§ Action à mener
Rédigez la suite du texte sur la crise de l'hôtellerie tunisienne, s'il vous plaît.

L’industrie a traversé de nombreuses crises depuis la révolution de 2011, comme les attaques terroristes au Musée national du Bardo et les fusillades sur les plages de Sousse en 2015. L’année 2018 a été celle de la reprise, mais la pandémie intervient dans la foulée de la soudaine faillite du tour opérateur britannique Thomas Cook en septembre 2019. Selon les chiffres du ministère du tourisme, l’effondrement de Thomas Cook a laissé aux hôtels tunisiens des dettes de quelque 60 millions de dinars. Et pour atténuer les pertes dues à la pandémie, le gouvernement a offert des prêts à taux bonifié d’un budget de 500 millions de dinars tunisiens et 300 millions de dinars tunisiens supplémentaires à verser aux entreprises des secteurs les plus touchés, dont le tourisme. Cependant, l’industrie est fortement endettée, selon les chiffres de la banque centrale, avec des dettes atteignant environ 4 428,7 millions de dinars tunisiens.

Cependant, la porte-parole de la Fédération tunisienne des hôteliers, Mouna ben Halima, qui possède également un hôtel de luxe dans la populaire station balnéaire de Hammamet, n’est pas optimiste. « L’impact économique et social sera très sérieux », a-t-elle déclaré. « Nous n’avons pas d’allocations de chômage ici comme en Europe, donc il n’y a pas de soutien pour les travailleurs qui perdent leur emploi ».

Elle a ajouté que la crise COVID-19 est arrivée pendant la basse saison, lorsque les revenus sont faibles, de sorte que les hôtels sont pris dans une grave crise de trésorerie. « Nous avons déjà payé les salaires pour le mois de mars, mais nous ne pourrons pas payer les salaires de notre personnel pour le mois d’avril, ni nos contributions aux fonds de sécurité sociale », a-t-elle déclaré. « L’hôtel devra choisir entre payer des impôts ou payer ses employés ».

Ben Halima a déclaré que les hôteliers n’ont plus la sécurité de trésorerie qu’ils avaient avec Thomas Cook parce que « d’autres opérateurs, comme Tui, refusent de payer des « frais de réservation anticipée » ». Elle a déclaré que les efforts du gouvernement pour le secteur ne vont pas les aider. « Ils nous offrent seulement un délai pour payer les cotisations de la Caisse nationale de sécurité sociale pour le deuxième trimestre, et nous avons demandé un délai pour le premier trimestre », a-t-elle déclaré.

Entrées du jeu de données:
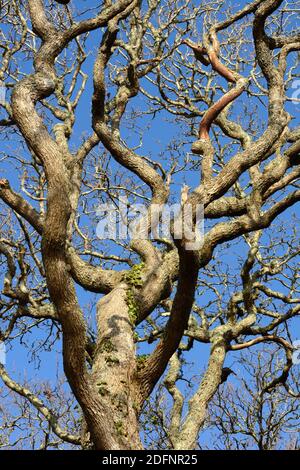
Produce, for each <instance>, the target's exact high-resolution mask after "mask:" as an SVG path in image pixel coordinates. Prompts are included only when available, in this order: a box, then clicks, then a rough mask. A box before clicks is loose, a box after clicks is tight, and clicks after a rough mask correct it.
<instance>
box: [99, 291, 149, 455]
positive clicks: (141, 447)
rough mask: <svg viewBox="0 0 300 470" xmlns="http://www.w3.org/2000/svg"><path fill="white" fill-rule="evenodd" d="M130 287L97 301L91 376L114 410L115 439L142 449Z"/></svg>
mask: <svg viewBox="0 0 300 470" xmlns="http://www.w3.org/2000/svg"><path fill="white" fill-rule="evenodd" d="M128 292H129V291H128V288H127V286H126V284H125V283H124V284H120V285H119V286H118V287H117V288H115V289H113V290H112V292H110V293H109V294H107V295H106V296H104V297H102V298H101V299H100V301H99V302H98V305H97V327H98V339H97V345H96V349H95V353H94V357H93V367H92V377H93V381H94V383H95V386H96V387H97V389H98V393H99V395H100V396H101V400H102V401H103V403H105V405H106V406H107V407H108V408H109V409H110V410H111V413H110V416H108V417H107V419H108V420H109V421H110V422H111V426H112V429H113V433H114V438H115V440H116V441H117V442H118V443H119V446H120V449H134V450H137V449H142V444H141V441H140V437H139V424H138V416H137V406H136V403H135V395H136V391H135V388H134V383H135V381H134V375H135V372H136V353H135V344H134V339H133V332H132V322H131V320H132V318H130V316H131V314H130V308H129V307H128V303H129V302H128V300H127V299H128Z"/></svg>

§ Résultat de l'exercice
Le taux directeur doit baisser à 2,75%

L’expert bancaire Ezzedine Saidane a déclaré à Al-Monitor que le gouvernement montre déjà « des signes qui donnent à penser qu’il est submergé » par la crise économique.

Selon lui, l’enveloppe de 2,5 milliards de dinars est insuffisante. Il a également été consterné par le prêt de 400 millions de dollars du Fonds monétaire international pour faire face à la crise COVID-19, car le FMI « a déjà refusé de débourser les 1,2 milliard de dollars supplémentaires que la Tunisie a demandés ».

Saidane s’est défendu de critiquer les mesures « en tant que telles, mais l’approche adoptée ». « À mon avis, dans une crise de cette ampleur, il faut être en avance sur la crise. Si vous ne prenez pas de mesures anticipatives, la crise tuera l’économie », a-t-il dit, jugeant une croissance négative de -0,5 % «  réaliste et se proche des perspectives optimistes, étant donné les circonstances désastreuses », ajoutant que des mesures plus audacieuses de la part du gouvernement et de la banque centrale étaient nécessaires pour éviter un effondrement économique total.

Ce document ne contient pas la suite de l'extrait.